DATASET: Begin

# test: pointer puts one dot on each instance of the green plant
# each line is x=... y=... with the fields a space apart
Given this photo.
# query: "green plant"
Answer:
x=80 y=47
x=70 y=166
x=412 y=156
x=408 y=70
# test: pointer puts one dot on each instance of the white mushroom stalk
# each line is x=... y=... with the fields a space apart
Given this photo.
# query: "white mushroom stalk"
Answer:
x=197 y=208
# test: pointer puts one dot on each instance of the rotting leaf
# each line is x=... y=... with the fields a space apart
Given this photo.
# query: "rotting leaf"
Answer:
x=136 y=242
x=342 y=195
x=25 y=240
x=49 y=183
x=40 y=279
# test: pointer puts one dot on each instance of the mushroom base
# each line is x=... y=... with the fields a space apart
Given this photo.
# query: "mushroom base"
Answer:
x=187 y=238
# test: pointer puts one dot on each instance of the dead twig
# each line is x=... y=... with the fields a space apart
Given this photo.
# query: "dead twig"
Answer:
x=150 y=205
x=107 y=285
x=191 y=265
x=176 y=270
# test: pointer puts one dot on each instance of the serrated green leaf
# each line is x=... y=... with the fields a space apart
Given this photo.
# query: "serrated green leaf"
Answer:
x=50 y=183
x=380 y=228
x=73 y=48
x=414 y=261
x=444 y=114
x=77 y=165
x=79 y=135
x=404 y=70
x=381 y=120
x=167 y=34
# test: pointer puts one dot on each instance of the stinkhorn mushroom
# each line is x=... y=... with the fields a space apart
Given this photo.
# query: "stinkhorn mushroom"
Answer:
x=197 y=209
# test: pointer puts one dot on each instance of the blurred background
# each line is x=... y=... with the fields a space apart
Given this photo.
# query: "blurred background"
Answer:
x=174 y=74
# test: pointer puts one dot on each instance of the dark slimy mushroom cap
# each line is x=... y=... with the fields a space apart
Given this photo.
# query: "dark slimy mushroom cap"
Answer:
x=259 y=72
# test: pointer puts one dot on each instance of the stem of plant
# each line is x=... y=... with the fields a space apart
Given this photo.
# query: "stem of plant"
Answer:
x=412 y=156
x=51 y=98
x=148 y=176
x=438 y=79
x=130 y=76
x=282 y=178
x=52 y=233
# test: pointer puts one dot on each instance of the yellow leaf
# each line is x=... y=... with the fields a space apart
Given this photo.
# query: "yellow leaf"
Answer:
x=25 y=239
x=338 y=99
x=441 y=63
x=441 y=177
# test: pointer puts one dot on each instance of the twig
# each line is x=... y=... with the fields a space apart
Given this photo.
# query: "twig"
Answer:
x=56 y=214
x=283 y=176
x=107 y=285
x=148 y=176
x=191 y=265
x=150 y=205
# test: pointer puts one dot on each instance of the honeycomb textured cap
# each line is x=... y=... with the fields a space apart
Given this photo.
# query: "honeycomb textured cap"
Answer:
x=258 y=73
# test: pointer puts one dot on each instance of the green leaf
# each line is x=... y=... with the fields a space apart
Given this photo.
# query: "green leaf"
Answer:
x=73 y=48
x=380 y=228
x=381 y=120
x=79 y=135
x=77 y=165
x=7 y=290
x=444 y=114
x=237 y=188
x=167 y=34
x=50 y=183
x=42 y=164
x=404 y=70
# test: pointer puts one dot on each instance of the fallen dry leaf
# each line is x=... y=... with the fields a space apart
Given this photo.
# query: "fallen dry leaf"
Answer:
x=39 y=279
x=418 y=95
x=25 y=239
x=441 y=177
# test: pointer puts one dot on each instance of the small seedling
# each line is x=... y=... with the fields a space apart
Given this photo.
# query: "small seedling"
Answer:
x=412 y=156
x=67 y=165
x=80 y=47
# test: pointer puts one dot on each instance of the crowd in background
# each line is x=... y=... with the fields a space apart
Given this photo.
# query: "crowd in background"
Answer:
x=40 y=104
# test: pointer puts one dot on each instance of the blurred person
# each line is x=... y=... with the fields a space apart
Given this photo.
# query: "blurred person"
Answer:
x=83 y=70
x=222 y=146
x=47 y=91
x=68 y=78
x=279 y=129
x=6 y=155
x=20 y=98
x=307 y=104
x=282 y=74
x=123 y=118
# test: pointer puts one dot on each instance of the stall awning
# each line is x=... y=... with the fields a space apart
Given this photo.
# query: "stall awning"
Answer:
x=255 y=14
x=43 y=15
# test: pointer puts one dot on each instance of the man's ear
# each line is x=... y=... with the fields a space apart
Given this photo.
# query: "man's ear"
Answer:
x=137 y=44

DATASET: End

INSTRUCTIONS TO FOLLOW: Copy each of the records above so that nothing differs from the original.

ANSWER SECTION:
# test: pointer puts one dot on each instance of the green plant
# each line is x=... y=... with the fields a space apart
Given this photo.
# query: "green plant"
Answer:
x=80 y=47
x=70 y=166
x=412 y=156
x=408 y=70
# test: pointer puts one dot on each instance of the white mushroom stalk
# each line is x=... y=... with the fields a space apart
Given this photo.
# query: "white mushroom stalk"
Answer:
x=197 y=208
# test: pointer puts one dot on each instance of the rotting leaf
# each line is x=... y=... with the fields a space apart
Given this photo.
# query: "rotting leaf"
Answer:
x=136 y=242
x=342 y=195
x=25 y=240
x=49 y=183
x=40 y=279
# test: pointer puts one dot on each instance of the mushroom base
# each line is x=... y=... with the fields a space apart
Given this photo.
# query: "mushroom base"
Answer:
x=187 y=238
# test: pointer puts one dot on each instance of the dead twig
# each line is x=... y=... with the fields a space apart
Given this photo.
# query: "dead twig"
Answer:
x=150 y=205
x=107 y=285
x=191 y=265
x=176 y=270
# test: pointer puts one dot on each instance of the serrated green leaf
# each line is x=... y=... with the fields a space apart
Given this photo.
# query: "serrated green leaf"
Answer:
x=50 y=183
x=380 y=228
x=73 y=48
x=414 y=261
x=444 y=114
x=77 y=165
x=79 y=135
x=404 y=70
x=381 y=120
x=167 y=34
# test: pointer puts one dot on each instance of the stinkhorn mushroom
# each line is x=... y=... with the fields a space apart
Given this photo.
# query: "stinkhorn mushroom"
Answer:
x=197 y=209
# test: pointer puts one dot on each instance of the blurred background
# each line is x=... y=... with the fields a space apart
Given this photo.
# query: "blurred background"
Answer:
x=174 y=74
# test: pointer puts one dot on each instance of the dark slimy mushroom cap
# each line is x=... y=... with the fields a space apart
Given this photo.
# query: "dark slimy mushroom cap"
Answer:
x=259 y=72
# test: pointer puts one dot on each instance of the stem of plant
# each line is x=... y=... with the fields a space apart
Given this photo.
# query: "stem of plant"
Answer:
x=412 y=156
x=51 y=98
x=148 y=176
x=438 y=79
x=130 y=76
x=282 y=178
x=52 y=233
# test: pointer puts one dot on each instance of the yellow leaf
# each line is x=... y=... with the fields a space apart
Given this photo.
# query: "yellow leaf"
Answer:
x=25 y=239
x=338 y=99
x=441 y=63
x=441 y=177
# test: pointer puts one dot on each instance of the twig
# each line is x=... y=... with the fields a space apart
Given this photo.
# query: "twig"
Answer:
x=56 y=214
x=283 y=176
x=107 y=285
x=148 y=176
x=191 y=265
x=150 y=205
# test: pointer puts one dot on each instance of the honeycomb textured cap
# each line is x=... y=... with the fields a space apart
Given this photo.
# query: "honeycomb textured cap"
Answer:
x=258 y=73
# test: pointer puts one dot on each instance of the green leaf
# each line is x=... y=... with the fields a space apart
Given this photo.
# query: "green leaf"
Answer:
x=73 y=48
x=380 y=228
x=381 y=120
x=79 y=135
x=77 y=165
x=7 y=290
x=444 y=114
x=237 y=188
x=167 y=34
x=50 y=183
x=42 y=164
x=404 y=70
# test: pointer puts one dot on each instance of the fallen dry leaf
# each line is x=... y=... with the fields a space apart
Given this photo.
# query: "fallen dry leaf"
Answer:
x=39 y=279
x=418 y=95
x=25 y=239
x=441 y=177
# test: pointer puts one dot on each instance of the small seedling
# each line is x=... y=... with the fields a space apart
Given this photo.
# query: "small seedling"
Answer:
x=412 y=156
x=67 y=165
x=80 y=47
# test: pointer puts one dot on each instance of the crowd in background
# each line is x=... y=... with the fields a space apart
Given this photo.
# query: "crowd in background"
Answer:
x=40 y=104
# test: pointer puts one dot on each instance of the blurred person
# each line is x=... y=... with the fields a space apart
Given this photo.
# query: "blurred person"
Answer:
x=83 y=70
x=222 y=146
x=47 y=91
x=68 y=78
x=279 y=129
x=6 y=155
x=20 y=98
x=307 y=104
x=282 y=74
x=123 y=118
# test: pointer puts one dot on each instance of the stall awning
# each line is x=... y=... with the fields a space apart
Given this photo.
# query: "stall awning"
Answer:
x=255 y=14
x=43 y=15
# test: pointer puts one dot on each instance of the man's ear
# each line is x=... y=... with the fields a space apart
Given this photo.
# query: "man's ear"
Answer:
x=137 y=44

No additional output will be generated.